(Extracted data entries)
▬▬▬

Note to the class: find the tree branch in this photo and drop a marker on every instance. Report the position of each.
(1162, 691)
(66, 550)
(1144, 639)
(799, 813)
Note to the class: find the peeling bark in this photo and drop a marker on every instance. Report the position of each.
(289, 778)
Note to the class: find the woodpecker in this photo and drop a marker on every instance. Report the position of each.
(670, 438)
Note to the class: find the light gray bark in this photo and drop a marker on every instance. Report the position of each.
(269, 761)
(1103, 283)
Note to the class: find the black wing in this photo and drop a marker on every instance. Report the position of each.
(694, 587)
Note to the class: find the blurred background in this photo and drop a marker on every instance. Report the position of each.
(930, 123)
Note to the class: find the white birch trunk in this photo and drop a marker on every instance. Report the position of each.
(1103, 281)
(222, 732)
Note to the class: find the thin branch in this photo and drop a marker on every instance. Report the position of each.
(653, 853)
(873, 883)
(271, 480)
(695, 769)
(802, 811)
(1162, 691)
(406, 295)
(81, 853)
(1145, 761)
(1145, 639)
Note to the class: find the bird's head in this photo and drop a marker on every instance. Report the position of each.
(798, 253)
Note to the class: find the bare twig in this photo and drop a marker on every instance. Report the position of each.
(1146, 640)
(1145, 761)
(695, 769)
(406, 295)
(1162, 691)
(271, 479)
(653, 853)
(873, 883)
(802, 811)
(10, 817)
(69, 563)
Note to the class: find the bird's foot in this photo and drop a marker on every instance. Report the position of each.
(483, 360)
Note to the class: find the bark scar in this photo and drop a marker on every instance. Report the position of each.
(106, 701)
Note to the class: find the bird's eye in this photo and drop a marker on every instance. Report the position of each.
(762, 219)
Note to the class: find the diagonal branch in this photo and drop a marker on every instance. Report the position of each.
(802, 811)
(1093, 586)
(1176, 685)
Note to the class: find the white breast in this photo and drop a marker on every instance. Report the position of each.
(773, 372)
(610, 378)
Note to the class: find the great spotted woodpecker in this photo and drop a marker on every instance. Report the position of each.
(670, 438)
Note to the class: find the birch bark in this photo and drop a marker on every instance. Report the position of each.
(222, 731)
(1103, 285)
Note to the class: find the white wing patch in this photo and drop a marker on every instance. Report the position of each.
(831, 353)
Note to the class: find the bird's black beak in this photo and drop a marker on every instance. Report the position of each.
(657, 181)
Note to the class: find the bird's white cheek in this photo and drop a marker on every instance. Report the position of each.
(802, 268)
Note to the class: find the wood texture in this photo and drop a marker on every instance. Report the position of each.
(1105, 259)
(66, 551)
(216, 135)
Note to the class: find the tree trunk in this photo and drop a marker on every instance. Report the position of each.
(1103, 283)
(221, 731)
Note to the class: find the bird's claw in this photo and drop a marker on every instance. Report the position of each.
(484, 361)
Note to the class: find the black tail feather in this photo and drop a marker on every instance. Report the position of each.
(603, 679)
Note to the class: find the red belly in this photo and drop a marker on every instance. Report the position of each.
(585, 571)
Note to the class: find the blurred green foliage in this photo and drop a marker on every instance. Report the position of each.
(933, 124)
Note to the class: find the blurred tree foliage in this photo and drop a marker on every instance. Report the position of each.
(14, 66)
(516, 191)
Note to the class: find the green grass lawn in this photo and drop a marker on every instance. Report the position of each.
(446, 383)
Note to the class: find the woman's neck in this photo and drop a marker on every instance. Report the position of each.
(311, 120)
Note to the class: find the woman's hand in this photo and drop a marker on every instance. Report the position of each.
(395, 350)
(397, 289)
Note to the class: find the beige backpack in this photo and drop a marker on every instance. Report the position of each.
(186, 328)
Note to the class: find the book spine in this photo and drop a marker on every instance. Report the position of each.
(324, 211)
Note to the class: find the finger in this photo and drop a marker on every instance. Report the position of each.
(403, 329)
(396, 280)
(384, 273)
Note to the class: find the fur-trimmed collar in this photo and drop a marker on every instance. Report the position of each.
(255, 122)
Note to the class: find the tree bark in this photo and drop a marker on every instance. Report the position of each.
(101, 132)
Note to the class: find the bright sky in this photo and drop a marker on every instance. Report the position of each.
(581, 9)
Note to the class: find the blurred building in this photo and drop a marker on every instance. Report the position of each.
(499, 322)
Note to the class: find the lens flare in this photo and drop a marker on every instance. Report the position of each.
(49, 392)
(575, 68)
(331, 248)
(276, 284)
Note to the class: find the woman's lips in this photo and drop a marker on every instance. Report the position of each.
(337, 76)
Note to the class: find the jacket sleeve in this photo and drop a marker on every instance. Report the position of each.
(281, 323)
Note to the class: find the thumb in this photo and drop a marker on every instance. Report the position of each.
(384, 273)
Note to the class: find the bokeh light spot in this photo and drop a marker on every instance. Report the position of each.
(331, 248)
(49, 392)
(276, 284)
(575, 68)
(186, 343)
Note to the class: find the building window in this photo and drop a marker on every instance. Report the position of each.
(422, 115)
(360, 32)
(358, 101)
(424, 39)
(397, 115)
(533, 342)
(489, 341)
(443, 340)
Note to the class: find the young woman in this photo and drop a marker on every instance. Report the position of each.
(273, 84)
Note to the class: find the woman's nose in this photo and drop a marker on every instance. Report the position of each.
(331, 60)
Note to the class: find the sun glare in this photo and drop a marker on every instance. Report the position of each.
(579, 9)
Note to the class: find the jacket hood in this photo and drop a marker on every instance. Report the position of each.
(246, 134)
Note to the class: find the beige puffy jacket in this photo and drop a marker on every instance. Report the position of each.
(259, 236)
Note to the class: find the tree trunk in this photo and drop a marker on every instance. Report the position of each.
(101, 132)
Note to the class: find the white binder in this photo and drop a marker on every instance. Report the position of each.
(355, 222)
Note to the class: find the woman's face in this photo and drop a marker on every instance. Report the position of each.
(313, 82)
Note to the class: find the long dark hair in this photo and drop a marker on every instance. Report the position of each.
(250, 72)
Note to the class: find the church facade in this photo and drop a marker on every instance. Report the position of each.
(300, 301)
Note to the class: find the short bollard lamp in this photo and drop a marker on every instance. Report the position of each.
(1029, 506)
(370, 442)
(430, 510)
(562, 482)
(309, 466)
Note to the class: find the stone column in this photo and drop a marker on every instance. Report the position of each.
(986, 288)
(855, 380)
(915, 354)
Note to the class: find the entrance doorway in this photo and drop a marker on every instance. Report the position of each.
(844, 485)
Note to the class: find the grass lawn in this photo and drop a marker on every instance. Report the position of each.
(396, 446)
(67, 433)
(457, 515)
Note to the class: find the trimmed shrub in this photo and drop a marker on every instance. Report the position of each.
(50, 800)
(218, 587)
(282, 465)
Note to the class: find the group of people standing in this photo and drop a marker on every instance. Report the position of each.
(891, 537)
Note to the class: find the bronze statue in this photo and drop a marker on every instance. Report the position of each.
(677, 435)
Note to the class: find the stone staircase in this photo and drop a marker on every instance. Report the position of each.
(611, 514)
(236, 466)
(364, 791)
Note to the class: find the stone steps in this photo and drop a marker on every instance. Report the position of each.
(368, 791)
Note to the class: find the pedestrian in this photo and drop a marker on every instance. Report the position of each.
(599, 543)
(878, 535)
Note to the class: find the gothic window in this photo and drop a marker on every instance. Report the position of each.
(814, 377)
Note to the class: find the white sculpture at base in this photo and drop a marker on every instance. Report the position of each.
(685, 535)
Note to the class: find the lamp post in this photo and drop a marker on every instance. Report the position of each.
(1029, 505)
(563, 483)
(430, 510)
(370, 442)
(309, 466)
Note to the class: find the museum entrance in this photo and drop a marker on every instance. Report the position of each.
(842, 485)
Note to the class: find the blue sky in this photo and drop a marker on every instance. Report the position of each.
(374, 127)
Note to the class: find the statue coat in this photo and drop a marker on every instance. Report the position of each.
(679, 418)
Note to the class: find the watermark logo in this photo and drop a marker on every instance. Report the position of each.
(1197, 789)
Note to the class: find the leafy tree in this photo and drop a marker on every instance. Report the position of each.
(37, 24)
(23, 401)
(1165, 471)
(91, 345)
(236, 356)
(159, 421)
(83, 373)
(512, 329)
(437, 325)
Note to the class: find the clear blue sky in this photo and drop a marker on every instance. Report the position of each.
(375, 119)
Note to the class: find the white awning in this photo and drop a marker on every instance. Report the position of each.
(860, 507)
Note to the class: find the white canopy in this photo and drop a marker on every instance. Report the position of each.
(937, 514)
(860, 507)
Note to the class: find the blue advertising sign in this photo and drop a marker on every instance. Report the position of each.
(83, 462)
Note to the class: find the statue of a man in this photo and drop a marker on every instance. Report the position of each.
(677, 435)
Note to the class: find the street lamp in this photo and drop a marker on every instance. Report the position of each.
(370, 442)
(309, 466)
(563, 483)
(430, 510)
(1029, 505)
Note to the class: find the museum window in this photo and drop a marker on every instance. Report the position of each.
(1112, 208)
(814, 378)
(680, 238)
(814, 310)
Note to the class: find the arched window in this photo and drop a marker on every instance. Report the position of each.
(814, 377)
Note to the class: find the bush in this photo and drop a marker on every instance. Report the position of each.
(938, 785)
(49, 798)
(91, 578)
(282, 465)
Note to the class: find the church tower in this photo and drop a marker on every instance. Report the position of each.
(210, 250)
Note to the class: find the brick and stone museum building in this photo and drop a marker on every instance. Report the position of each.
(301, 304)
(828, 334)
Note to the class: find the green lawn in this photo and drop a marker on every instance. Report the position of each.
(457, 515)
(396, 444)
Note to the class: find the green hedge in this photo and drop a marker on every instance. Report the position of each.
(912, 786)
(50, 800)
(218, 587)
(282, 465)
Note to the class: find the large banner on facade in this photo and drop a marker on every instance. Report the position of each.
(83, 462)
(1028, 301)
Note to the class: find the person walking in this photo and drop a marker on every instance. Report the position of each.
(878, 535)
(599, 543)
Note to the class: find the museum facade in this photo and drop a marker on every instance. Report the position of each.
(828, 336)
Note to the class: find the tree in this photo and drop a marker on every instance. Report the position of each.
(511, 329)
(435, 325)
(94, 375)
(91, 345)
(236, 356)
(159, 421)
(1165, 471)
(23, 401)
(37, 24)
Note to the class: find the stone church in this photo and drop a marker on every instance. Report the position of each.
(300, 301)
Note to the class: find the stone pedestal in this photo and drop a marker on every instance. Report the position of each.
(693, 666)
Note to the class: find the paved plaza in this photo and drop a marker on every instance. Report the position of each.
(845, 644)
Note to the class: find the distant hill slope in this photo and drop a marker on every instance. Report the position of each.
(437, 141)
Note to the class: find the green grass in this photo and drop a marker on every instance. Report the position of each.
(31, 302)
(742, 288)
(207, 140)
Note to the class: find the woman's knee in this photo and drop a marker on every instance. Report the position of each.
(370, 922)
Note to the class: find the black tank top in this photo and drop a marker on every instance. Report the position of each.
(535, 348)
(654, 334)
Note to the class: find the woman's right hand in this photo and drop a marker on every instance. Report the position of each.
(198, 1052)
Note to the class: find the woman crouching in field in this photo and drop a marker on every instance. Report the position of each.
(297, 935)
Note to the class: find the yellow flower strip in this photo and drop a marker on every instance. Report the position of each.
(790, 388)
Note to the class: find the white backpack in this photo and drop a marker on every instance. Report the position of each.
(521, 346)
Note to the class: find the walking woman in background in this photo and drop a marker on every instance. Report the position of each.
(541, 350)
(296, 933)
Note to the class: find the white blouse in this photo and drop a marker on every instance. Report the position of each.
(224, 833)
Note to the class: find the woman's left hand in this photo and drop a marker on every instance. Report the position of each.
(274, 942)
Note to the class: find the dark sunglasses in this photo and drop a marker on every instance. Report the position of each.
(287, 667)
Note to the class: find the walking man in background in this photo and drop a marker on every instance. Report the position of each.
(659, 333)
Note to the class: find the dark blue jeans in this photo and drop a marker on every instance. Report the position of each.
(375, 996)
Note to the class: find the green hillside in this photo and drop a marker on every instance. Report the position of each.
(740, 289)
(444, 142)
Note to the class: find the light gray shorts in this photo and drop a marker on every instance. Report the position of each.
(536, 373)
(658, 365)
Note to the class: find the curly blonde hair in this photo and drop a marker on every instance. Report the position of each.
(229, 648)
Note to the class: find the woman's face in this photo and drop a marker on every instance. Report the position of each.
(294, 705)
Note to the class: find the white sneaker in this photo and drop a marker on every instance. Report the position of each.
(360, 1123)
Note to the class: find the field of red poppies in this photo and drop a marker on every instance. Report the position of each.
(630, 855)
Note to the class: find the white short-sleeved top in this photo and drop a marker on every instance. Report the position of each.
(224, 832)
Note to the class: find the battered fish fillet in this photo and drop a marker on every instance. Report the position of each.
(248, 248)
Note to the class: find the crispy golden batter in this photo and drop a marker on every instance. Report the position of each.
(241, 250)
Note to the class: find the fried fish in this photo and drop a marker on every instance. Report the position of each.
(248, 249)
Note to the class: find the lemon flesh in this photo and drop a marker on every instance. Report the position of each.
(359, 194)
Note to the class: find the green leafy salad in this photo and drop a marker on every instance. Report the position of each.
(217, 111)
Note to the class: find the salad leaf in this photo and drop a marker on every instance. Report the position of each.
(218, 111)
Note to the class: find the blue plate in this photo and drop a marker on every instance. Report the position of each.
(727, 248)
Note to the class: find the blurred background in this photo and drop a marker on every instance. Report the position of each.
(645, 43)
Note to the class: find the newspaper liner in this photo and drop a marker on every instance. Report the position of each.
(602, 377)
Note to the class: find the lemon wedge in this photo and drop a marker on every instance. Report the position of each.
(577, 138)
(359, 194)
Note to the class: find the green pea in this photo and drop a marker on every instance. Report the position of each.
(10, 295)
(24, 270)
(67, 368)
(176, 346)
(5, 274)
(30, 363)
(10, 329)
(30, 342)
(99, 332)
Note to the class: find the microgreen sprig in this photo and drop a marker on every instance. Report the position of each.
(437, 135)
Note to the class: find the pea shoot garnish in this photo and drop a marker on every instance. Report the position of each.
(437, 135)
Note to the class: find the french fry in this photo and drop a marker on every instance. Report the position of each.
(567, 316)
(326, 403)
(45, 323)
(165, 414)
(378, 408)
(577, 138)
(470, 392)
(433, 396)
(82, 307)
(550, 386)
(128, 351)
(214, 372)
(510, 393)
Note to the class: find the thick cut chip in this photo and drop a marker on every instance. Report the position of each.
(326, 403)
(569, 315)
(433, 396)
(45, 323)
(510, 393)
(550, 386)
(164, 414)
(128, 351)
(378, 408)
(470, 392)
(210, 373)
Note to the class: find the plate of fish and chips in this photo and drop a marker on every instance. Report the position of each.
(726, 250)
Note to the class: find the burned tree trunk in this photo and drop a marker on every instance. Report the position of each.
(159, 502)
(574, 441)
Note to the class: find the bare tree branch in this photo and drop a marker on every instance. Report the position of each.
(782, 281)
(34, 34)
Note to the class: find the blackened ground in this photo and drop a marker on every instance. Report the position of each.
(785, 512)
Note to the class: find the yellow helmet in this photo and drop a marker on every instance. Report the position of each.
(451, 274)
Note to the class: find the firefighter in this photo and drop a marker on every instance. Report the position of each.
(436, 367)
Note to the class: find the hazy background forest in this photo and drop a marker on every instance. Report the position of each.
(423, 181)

▬▬▬

- _Objective_
Copy word for word the records starting at the line that contains "Note to the class: find the plate" and ending with the last line of the records, including both ends.

- _Output of the task_
Note to the class: find the plate of fish and chips in this photo and drop a marker on every instance. Report the position of each.
(726, 250)
Note to the class: find the burned tree trunk in this photo and drop a marker on every instance. Report the position of each.
(159, 502)
(574, 441)
Note to the class: find the bare tree branch in this photo and drop a marker on every instance. Report the position of each.
(782, 281)
(34, 34)
Note to the class: find the blackened ground in this photo and drop a marker on every instance. Report the position of each.
(785, 512)
Note to the class: find the yellow helmet in this photo and drop a marker on every instance. Report the position of each.
(451, 274)
Note to the class: find the firefighter in this photo and drop a marker on every instance. Report the position of each.
(436, 367)
Note to the class: find the hazy background forest in this photo and drop a marker on every instance. Report the position of each.
(423, 181)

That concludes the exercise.